From the line with "Labeling batch C. For the image above, tag the front" through the final line, transcribe the material below character for character; include no other lines.

** START OF DATA SHOWN **

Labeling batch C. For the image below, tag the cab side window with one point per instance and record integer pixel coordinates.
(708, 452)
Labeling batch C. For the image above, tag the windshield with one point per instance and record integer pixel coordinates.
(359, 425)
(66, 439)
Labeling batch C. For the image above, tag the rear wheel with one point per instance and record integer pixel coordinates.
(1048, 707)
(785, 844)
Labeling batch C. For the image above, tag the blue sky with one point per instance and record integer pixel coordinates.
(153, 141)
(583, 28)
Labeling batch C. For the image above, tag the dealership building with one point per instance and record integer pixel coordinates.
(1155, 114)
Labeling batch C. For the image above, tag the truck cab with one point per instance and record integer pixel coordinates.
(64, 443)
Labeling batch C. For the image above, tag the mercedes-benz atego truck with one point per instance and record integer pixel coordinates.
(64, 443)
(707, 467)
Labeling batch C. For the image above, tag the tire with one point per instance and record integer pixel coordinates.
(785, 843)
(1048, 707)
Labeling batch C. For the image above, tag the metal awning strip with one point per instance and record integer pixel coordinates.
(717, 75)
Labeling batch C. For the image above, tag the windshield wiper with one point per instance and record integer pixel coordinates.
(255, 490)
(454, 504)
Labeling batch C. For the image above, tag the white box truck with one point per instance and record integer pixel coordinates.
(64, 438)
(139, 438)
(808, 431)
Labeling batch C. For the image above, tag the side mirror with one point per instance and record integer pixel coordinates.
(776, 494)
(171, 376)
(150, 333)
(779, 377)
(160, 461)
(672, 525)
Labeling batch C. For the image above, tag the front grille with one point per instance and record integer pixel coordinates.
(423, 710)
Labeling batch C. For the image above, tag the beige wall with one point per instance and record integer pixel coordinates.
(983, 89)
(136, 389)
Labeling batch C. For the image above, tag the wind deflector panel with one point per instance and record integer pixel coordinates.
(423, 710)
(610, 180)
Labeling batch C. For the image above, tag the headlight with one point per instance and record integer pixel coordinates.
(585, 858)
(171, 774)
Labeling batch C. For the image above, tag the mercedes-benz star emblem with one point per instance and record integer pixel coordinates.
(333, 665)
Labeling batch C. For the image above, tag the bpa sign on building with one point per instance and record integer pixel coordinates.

** END OF DATA SHOWN **

EXERCISE SOLUTION -
Labeling batch C. For the image above, tag the front grille with one point per instance and record integer pixel coordinates.
(423, 710)
Labeling batch C. For the image above, tag the beige wall with one point per instance and record integer pixel coordinates.
(983, 89)
(136, 389)
Labeling batch C. For the image above, tag the wind deflector panel with one point per instance and record integer pixel coordinates.
(423, 710)
(610, 180)
Labeling batch C. For the image above, tag the headlight with one point per instance and record integer pixel coordinates.
(585, 858)
(171, 774)
Labeling batch C. For the image above, tag the mercedes-benz star emblem with one point per instance and record integer pixel coordinates.
(333, 665)
Labeling batch C. For the image above, tag the bpa sign on building with one point per instance and record integer pixel coordinates.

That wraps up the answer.